━━━━━ MATERIALS PROVIDED ━━━━━

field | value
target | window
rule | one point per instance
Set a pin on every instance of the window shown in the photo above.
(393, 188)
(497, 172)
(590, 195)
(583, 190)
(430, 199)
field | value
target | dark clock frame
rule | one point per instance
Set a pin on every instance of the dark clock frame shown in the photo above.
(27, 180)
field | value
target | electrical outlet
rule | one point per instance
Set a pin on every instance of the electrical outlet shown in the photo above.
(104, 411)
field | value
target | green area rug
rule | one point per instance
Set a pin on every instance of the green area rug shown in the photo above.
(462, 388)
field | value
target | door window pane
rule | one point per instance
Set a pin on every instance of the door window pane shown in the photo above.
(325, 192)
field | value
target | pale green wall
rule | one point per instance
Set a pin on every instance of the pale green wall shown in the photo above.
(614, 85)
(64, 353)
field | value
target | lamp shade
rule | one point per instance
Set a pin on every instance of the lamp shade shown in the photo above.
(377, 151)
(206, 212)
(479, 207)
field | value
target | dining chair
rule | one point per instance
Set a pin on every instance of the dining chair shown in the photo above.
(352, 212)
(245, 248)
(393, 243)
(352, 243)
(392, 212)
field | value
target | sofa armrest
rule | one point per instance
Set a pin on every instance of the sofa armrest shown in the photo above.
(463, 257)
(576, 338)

━━━━━
━━━━━ MATERIALS PROVIDED ━━━━━

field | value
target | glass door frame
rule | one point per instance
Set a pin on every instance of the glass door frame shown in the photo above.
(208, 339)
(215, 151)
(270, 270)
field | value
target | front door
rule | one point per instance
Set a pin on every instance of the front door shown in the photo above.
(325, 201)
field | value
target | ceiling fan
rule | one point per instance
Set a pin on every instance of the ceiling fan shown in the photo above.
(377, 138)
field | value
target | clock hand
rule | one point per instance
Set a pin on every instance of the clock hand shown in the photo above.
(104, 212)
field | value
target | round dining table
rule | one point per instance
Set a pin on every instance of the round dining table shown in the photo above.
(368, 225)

━━━━━

> **TASK STATEMENT**
Which lines of the listing above contain the string "glass"? Gather each of them and copy it out.

> **ANSWER TO THIS EXERCISE**
target | glass door frame
Set a pin on every instance of the glass door frame shown in the photo above.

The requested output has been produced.